Not gonna bother bout the long test on the second drive as that just stores data and nothing "runs" from that as such, so a short test for that is fine.
 
Hi

Did you resolve the issue? It sounds very much like what I'm getting now.

I've done short and long tests in the DOS version of Seatools and found no errors whatsoever. The Windows version instantly fails the short test and Windows XP has taken to forcing me to scan the drive every time I boot.
 
StixxUK said:
Hi

Did you resolve the issue? It sounds very much like what I'm getting now.

I've done short and long tests in the DOS version of Seatools and found no errors whatsoever. The Windows version instantly fails the short test and Windows XP has taken to forcing me to scan the drive every time I boot.

I've not really got any problems (touch wood) now, this seems to have all been resolved. I'm sure I will get that blue screen when I install windows again, but the removal of the RAM should fix that, and once windows is installed its all fine.

MY BSODs during games was because my overclock was unstable (even though Orthos never said so). But when I had my RAM unlinked I got random boot failures, Ive got it linked now and no longer random boot failures, and nor have i had a BSOD in game (once again, touch wood).

Not sure what your problem is though? See windows forces you to check disk everytime you boot into windows?

GIVEN TASK ::
In the forum thread:
(a) What kind of test is considered fine for the second drive?
(b) What did the short and long tests in the DOS version of Seatools find?
(c) What caused the blue screens during games?
Rely only on the forum thread above.

MATERIAL PROVIDED ::
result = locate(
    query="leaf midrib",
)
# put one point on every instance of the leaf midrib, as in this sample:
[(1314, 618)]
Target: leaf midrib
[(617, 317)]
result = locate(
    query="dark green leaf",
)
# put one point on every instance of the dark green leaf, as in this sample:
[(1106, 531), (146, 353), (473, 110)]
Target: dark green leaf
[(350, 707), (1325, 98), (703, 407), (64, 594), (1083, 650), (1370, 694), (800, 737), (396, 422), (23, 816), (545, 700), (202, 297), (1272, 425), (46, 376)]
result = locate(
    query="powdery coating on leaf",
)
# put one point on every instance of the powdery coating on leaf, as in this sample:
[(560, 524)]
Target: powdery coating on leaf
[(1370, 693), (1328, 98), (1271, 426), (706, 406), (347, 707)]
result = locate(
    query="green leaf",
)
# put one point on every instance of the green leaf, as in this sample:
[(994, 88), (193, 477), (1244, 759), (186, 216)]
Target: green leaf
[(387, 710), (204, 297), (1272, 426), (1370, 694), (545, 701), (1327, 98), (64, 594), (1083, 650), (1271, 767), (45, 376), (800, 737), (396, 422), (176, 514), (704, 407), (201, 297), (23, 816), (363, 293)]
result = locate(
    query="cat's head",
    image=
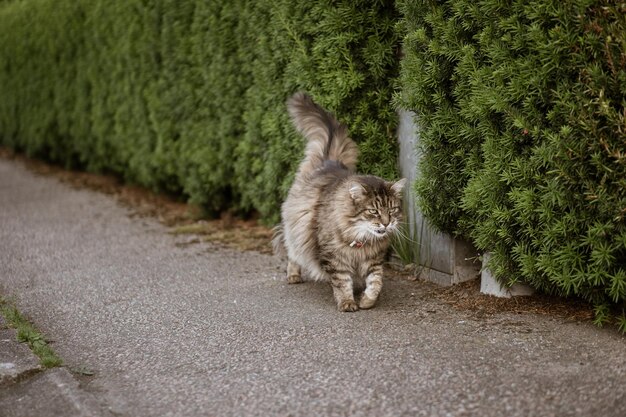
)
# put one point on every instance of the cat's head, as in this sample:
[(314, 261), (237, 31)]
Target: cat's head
[(377, 209)]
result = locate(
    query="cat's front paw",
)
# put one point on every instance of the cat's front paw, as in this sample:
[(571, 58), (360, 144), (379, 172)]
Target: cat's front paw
[(294, 279), (366, 302), (348, 306)]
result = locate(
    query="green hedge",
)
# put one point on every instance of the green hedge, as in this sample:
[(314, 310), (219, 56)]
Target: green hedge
[(522, 108), (188, 96)]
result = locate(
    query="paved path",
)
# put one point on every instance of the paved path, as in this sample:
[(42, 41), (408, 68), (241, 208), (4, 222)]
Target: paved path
[(175, 330)]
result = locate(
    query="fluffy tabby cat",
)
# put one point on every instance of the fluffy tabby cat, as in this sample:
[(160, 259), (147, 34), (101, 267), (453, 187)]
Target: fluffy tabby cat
[(336, 225)]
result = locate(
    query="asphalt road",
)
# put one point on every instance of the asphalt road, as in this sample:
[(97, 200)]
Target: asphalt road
[(193, 330)]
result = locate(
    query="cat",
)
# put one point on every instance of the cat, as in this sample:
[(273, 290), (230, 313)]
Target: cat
[(336, 225)]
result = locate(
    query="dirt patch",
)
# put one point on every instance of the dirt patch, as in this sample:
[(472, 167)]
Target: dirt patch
[(466, 296), (242, 234), (180, 217)]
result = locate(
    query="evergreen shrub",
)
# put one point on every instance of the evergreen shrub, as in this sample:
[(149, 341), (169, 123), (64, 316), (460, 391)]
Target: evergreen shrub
[(188, 96), (522, 106)]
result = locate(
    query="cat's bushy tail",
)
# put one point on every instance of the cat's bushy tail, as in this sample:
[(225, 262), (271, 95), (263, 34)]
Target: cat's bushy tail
[(327, 138)]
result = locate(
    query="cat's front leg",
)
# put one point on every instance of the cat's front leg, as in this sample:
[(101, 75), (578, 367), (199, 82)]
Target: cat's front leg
[(293, 273), (373, 285), (342, 290)]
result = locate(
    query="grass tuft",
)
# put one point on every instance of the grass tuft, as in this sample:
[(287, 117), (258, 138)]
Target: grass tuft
[(27, 333)]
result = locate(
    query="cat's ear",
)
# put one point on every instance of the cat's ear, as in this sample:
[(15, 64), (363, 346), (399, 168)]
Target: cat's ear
[(357, 191), (398, 186)]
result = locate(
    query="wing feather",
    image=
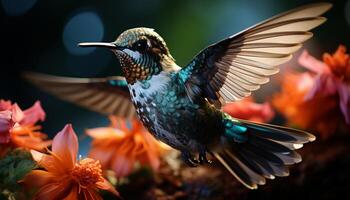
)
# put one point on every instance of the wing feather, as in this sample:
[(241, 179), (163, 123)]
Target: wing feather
[(232, 68)]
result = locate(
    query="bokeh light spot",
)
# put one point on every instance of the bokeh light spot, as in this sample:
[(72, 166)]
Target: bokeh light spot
[(17, 7), (347, 12), (83, 27)]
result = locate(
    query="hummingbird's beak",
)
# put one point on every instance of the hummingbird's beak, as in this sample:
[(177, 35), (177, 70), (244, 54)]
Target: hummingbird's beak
[(108, 45)]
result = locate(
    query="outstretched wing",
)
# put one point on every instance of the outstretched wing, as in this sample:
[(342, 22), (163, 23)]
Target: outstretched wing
[(109, 96), (234, 67)]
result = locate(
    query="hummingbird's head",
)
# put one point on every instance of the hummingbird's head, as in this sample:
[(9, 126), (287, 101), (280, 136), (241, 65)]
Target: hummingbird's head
[(141, 52)]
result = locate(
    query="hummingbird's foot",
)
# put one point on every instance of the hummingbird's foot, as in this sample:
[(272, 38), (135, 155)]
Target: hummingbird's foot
[(203, 156), (189, 159)]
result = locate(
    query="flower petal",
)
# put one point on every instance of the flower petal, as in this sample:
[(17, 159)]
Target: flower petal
[(65, 146), (73, 194), (105, 133), (344, 94), (56, 190), (311, 63), (38, 178), (105, 185), (5, 105), (49, 162), (5, 125), (90, 194), (17, 113), (122, 166), (33, 114)]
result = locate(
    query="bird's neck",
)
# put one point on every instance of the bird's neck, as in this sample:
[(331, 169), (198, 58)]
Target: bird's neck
[(168, 64), (156, 84)]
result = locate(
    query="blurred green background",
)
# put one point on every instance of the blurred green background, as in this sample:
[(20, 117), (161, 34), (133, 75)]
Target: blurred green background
[(42, 36)]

REPLY TO THE EXERCISE ::
(a) A short test.
(b) No errors whatsoever.
(c) An unstable overclock.